> **Work instruction**
Exclude the images and transcribe the entries below precisely.

Recorded data:
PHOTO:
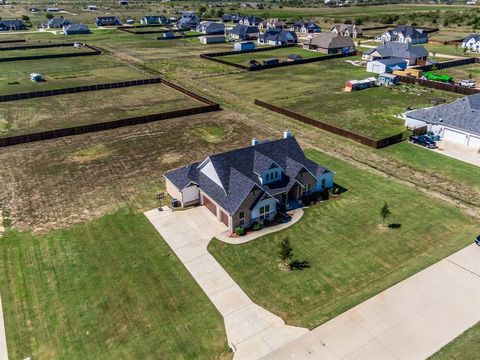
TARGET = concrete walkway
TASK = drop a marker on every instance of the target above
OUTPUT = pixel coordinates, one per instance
(296, 215)
(252, 331)
(411, 320)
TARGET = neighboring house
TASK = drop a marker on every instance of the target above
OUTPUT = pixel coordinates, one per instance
(386, 65)
(347, 30)
(472, 42)
(272, 24)
(154, 20)
(212, 39)
(74, 29)
(107, 21)
(250, 184)
(406, 34)
(330, 43)
(243, 45)
(306, 27)
(188, 20)
(56, 23)
(414, 55)
(278, 37)
(243, 32)
(211, 28)
(250, 21)
(7, 25)
(457, 122)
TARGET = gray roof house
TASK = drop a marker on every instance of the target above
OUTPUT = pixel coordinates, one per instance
(413, 54)
(330, 43)
(458, 121)
(406, 34)
(249, 184)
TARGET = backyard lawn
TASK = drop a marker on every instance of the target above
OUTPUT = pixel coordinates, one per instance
(464, 347)
(40, 114)
(281, 54)
(107, 289)
(352, 256)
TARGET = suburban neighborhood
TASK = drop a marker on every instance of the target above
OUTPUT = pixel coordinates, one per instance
(240, 180)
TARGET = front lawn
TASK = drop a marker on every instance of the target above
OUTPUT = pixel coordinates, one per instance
(352, 256)
(107, 289)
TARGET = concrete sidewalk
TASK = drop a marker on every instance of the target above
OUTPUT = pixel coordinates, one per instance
(411, 320)
(252, 331)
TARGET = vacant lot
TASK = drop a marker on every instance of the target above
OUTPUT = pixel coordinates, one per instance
(63, 72)
(281, 54)
(27, 116)
(107, 289)
(352, 255)
(317, 90)
(464, 347)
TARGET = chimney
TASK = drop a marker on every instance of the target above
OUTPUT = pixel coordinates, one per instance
(287, 133)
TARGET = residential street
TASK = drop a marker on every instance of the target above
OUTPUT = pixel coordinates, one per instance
(411, 320)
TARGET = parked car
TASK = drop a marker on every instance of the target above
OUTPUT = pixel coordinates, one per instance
(423, 140)
(468, 83)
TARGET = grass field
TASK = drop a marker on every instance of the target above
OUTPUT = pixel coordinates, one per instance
(352, 255)
(40, 114)
(281, 54)
(464, 347)
(316, 90)
(107, 289)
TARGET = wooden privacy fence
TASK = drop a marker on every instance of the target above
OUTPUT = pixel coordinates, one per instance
(376, 144)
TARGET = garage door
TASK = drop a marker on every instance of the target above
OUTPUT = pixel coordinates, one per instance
(209, 205)
(474, 142)
(224, 218)
(454, 136)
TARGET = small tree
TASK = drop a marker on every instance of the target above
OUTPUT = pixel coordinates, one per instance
(385, 212)
(286, 251)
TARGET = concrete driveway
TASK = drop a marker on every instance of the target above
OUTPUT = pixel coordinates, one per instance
(411, 320)
(252, 331)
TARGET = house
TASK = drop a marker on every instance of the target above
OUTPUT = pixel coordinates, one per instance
(188, 20)
(457, 122)
(107, 21)
(330, 43)
(272, 24)
(388, 79)
(243, 32)
(243, 45)
(211, 28)
(56, 23)
(212, 39)
(278, 37)
(7, 25)
(250, 184)
(74, 29)
(347, 30)
(154, 20)
(389, 65)
(414, 55)
(472, 42)
(406, 34)
(306, 27)
(250, 21)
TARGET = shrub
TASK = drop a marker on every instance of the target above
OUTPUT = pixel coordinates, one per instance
(239, 231)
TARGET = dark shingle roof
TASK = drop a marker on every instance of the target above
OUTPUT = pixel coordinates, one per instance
(238, 171)
(462, 114)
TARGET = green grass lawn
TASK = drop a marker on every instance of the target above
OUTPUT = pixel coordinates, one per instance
(106, 289)
(40, 114)
(464, 347)
(352, 256)
(281, 54)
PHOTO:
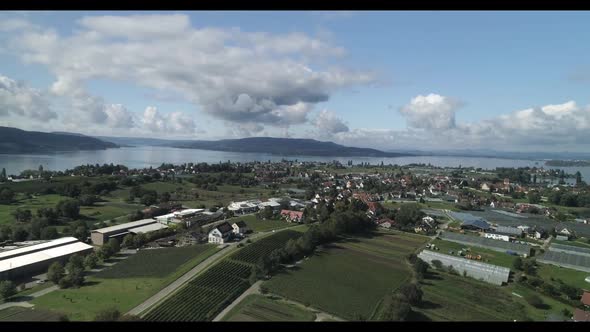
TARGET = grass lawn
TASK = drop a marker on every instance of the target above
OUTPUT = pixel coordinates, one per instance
(259, 308)
(455, 298)
(259, 225)
(124, 293)
(568, 276)
(349, 278)
(488, 256)
(42, 201)
(20, 314)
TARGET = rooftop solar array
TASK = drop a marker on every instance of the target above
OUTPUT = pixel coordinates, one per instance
(572, 261)
(486, 272)
(497, 245)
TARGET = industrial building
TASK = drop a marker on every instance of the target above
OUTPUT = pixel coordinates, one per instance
(493, 274)
(21, 263)
(103, 235)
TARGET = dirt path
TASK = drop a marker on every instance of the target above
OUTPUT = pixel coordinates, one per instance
(175, 285)
(254, 289)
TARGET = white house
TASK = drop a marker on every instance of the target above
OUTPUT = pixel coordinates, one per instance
(497, 236)
(221, 233)
(239, 227)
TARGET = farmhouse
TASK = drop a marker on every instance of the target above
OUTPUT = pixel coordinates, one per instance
(292, 216)
(239, 227)
(28, 261)
(102, 235)
(221, 233)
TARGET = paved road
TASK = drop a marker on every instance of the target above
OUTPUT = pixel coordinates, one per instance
(23, 299)
(254, 289)
(142, 308)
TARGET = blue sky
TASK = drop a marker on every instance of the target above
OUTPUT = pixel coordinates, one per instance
(384, 79)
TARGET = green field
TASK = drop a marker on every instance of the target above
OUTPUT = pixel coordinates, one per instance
(349, 278)
(259, 308)
(123, 293)
(455, 298)
(20, 314)
(205, 296)
(488, 256)
(259, 225)
(568, 276)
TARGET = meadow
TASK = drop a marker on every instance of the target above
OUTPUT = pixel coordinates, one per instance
(124, 292)
(349, 278)
(208, 293)
(259, 308)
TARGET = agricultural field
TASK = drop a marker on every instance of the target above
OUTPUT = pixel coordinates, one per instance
(359, 269)
(20, 314)
(156, 263)
(113, 289)
(456, 298)
(207, 294)
(259, 308)
(259, 225)
(488, 256)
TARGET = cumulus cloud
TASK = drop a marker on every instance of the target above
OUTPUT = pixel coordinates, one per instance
(230, 74)
(431, 112)
(172, 123)
(328, 123)
(18, 99)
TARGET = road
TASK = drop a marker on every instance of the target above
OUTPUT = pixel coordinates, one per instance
(254, 289)
(142, 308)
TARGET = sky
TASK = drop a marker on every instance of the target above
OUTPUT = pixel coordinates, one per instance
(392, 80)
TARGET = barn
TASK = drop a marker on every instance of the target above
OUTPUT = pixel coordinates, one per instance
(25, 262)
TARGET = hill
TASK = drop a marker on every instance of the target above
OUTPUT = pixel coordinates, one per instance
(283, 146)
(13, 140)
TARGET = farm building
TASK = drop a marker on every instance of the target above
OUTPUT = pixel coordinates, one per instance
(31, 260)
(244, 207)
(581, 315)
(292, 216)
(103, 235)
(500, 246)
(240, 227)
(495, 236)
(469, 221)
(493, 274)
(221, 233)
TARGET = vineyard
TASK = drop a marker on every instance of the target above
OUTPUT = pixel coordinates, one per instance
(206, 295)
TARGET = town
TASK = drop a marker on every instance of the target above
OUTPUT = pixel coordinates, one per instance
(521, 233)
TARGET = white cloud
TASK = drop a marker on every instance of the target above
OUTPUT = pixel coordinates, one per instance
(18, 99)
(328, 123)
(229, 74)
(171, 123)
(431, 112)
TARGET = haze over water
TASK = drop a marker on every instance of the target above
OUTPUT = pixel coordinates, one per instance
(146, 156)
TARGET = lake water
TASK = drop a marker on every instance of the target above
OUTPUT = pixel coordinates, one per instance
(146, 156)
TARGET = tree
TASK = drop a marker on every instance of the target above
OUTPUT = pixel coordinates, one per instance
(22, 215)
(412, 293)
(534, 300)
(114, 244)
(55, 272)
(6, 196)
(90, 261)
(517, 264)
(69, 208)
(128, 241)
(7, 289)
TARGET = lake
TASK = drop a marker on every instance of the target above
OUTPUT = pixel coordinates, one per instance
(146, 156)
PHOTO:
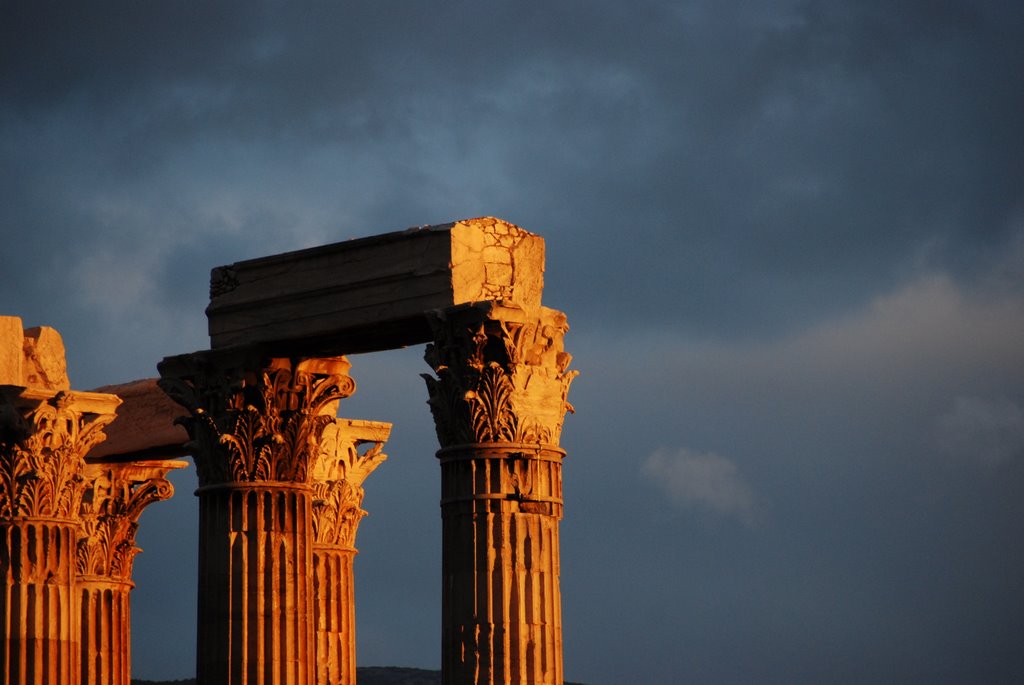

> **Written response**
PHOTO:
TARGET = concrete walkway
TASK = drop a marker on every instance of the target above
OUTPUT = pixel coordinates, one per instance
(296, 215)
(252, 331)
(411, 320)
TARGET = neighboring house
TASK = drop a marker on every instance of the target above
OUTPUT = pixel coordinates, one per instance
(386, 65)
(347, 30)
(472, 42)
(272, 24)
(154, 20)
(212, 39)
(74, 29)
(107, 21)
(250, 184)
(406, 34)
(330, 43)
(243, 45)
(306, 27)
(188, 20)
(56, 23)
(414, 55)
(278, 37)
(243, 32)
(211, 28)
(250, 21)
(7, 25)
(457, 122)
TARGET = gray roof house
TASK = drop a marker on every instance of the target above
OUTPUT = pixel coordinates, one per instance
(413, 54)
(330, 43)
(458, 121)
(406, 34)
(249, 184)
TARGET = backyard lawn
TASK = drop a marker on every instance of the target above
OUTPUT = pixel coordinates, one per instance
(464, 347)
(40, 114)
(281, 54)
(107, 289)
(352, 256)
TARGET = suburban neighborhood
TASK = drop a marker on every instance of the target above
OUTPUT = pixel coordinates, one per instance
(240, 180)
TARGET = front lawn
TASK = drop a marker on every instance of the target above
OUTPUT = pixel coordinates, one per instance
(352, 256)
(107, 289)
TARGET = concrete sidewalk
TASK = drop a marker on every instance of the target above
OUTPUT = pixel coordinates, one per instance
(411, 320)
(252, 331)
TARGET = vacant lot
TASK = drop a marker on every instance of the target above
OUTPUT = pixel coordinates, one per instance
(63, 72)
(281, 54)
(27, 116)
(107, 289)
(352, 255)
(317, 90)
(464, 347)
TARGET = chimney
TASK = drop a marker on every instance of the target above
OUTPUT = pixel coordinates, one per instance
(287, 133)
TARGET = residential street
TASK = drop a marker on every instance of the target above
OUTPUT = pixel coordinates, one per instance
(411, 320)
TARGET = parked car
TASK = drop a marker on every instance of the target above
OUTPUT = pixel coordinates, one per instance
(423, 140)
(468, 83)
TARGET = grass field
TASK = drop a marker on every instance of the target above
OUTPUT = pixel coordinates, one per instance
(352, 255)
(40, 114)
(281, 54)
(464, 347)
(316, 90)
(107, 289)
TARGET = wooden privacy fence
TASK = drop a marker on every instance of the target above
OUTPUT = pixel coordinates, one per instance
(376, 144)
TARGET = garage door
TASK = drop a marker on every instance of the target above
OUTPUT = pixel coordinates, one per instance
(209, 205)
(474, 142)
(224, 218)
(454, 136)
TARGET = small tree
TASK = drop a marker on every instance of the target above
OUTPUT = pixel coordinates, one per instance
(385, 212)
(286, 251)
TARGET = concrete driveway
TASK = drop a marker on every instance of the target above
OUTPUT = pixel coordinates, one per instance
(411, 320)
(252, 331)
TARGET = house
TASK = drop a marker on every instance of the target above
OUTPUT = pixel coordinates, one per instance
(188, 20)
(457, 122)
(107, 21)
(330, 43)
(272, 24)
(388, 79)
(243, 32)
(243, 45)
(211, 28)
(56, 23)
(212, 39)
(278, 37)
(7, 25)
(250, 184)
(74, 29)
(347, 30)
(154, 20)
(389, 65)
(414, 55)
(472, 42)
(406, 34)
(306, 27)
(250, 21)
TARGET = shrub
TASK = drop a marker on every instance of the target above
OUTPUT = pixel coordinates, one per instance
(239, 231)
TARGET = dark shingle roof
TASK = drop a marker on every instance of the target above
OUTPUT = pixel coordinates, one per instance
(238, 171)
(462, 114)
TARGET = green grass lawn
TASK = drop a marker on every instance of the target above
OUTPUT = pixel coordinates, one per instance
(106, 289)
(40, 114)
(464, 347)
(352, 256)
(281, 54)
PHOTO:
TARGET = grass lawn
TASK = drop a marker on every instance of the target above
OUTPUT = pixel coordinates, one per instance
(259, 308)
(455, 298)
(259, 225)
(124, 293)
(568, 276)
(349, 278)
(488, 256)
(42, 201)
(20, 314)
TARGET = rooftop solar array
TASK = drop a marker on every instance of the target above
OUTPUT = pixel coordinates, one per instance
(572, 261)
(486, 272)
(497, 245)
TARGET = industrial building
TASK = drop a marker on every instance of the target above
OUTPUT = pixel coordinates, one per instance
(493, 274)
(21, 263)
(103, 235)
TARGET = dirt path
TASK = drop a marker on every instance of the target above
OUTPUT = pixel coordinates, one per instance
(175, 285)
(254, 289)
TARGET = white house
TASK = drop a marker on every instance of the target above
OUTPUT = pixel coordinates, one per instance
(497, 236)
(221, 233)
(239, 227)
TARGET = farmhouse
TASK = drop a marker on every instance of the target above
OUTPUT = pixel coordinates, one per instance
(292, 216)
(239, 227)
(28, 261)
(102, 235)
(221, 233)
TARGET = paved road
TASK = drop a marker on every instance of the target above
OUTPUT = pixel coordinates, one per instance
(23, 299)
(254, 289)
(142, 308)
TARGET = blue sky
TASK = drop a marker on every instance of the target above
OUTPUT = pixel coordinates, one per instance
(384, 79)
TARGET = green field
TASK = drop a marker on every instance of the target above
OUTPUT = pixel coordinates, one per instance
(349, 278)
(259, 308)
(123, 293)
(455, 298)
(20, 314)
(205, 296)
(488, 256)
(259, 225)
(568, 276)
TARGET = meadow
TASK = drop a marker on every instance of the target above
OUTPUT = pixel coordinates, one per instance
(124, 292)
(349, 278)
(208, 293)
(259, 308)
TARGET = agricultural field
TASK = drop a marker on every instance of the target above
OUTPUT = pixel coordinates, one per instance
(359, 269)
(20, 314)
(156, 263)
(113, 289)
(456, 298)
(207, 294)
(259, 308)
(259, 225)
(488, 256)
TARGET = cumulus cloud
TASK = drop a marker on every instance of the target above
OUTPUT = pixel coordinates, one per instance
(230, 74)
(431, 112)
(172, 123)
(328, 123)
(18, 99)
TARGET = road
TASK = drop a marker on every instance of the target above
OUTPUT = pixel coordinates, one per instance
(254, 289)
(142, 308)
TARGET = sky
TASK = drop a marker on every instance of the target above
OUTPUT = pixel coordinates, one per instance
(392, 80)
TARGET = barn
TASK = drop a marker on every instance of the target above
OUTPUT = pixel coordinates, one per instance
(25, 262)
TARGET = hill
TASK = drop a marker on every instance of the target above
OUTPUT = pixel coordinates, one per instance
(283, 146)
(13, 140)
TARGET = farm building
TASK = drop a marker on every instance of the target above
OUTPUT = pixel coordinates, one per instance
(31, 260)
(244, 207)
(581, 315)
(292, 216)
(103, 235)
(500, 246)
(240, 227)
(495, 236)
(469, 221)
(493, 274)
(221, 233)
TARGET = vineyard
TASK = drop a marker on every instance of the target above
OUTPUT = pixel coordinates, one per instance
(206, 295)
TARGET = town
TASK = drop a marker on every instance of the target above
OUTPUT = pixel coordinates, one per instance
(521, 233)
TARGET = white cloud
TASK = drop a marker on every instance of the target above
OUTPUT = pixel coordinates, one per instance
(18, 99)
(328, 123)
(229, 74)
(171, 123)
(431, 112)
TARGET = haze over water
TASK = drop a marker on every instance of the target above
OUTPUT = pixel coordinates, one per instance
(146, 156)
TARGET = lake water
TASK = drop a marker on every instance of the target above
OUTPUT = pixel coordinates, one per instance
(146, 156)
TARGET = tree
TASK = drop a marker on every instance of the target above
OUTPUT = pixel coordinates, one per instance
(22, 215)
(412, 293)
(534, 300)
(114, 244)
(55, 272)
(6, 196)
(90, 261)
(517, 264)
(69, 208)
(128, 241)
(7, 289)
TARGET = lake
TASK = drop a marker on every instance of the target above
OUTPUT = pixel coordinates, one per instance
(146, 156)
PHOTO:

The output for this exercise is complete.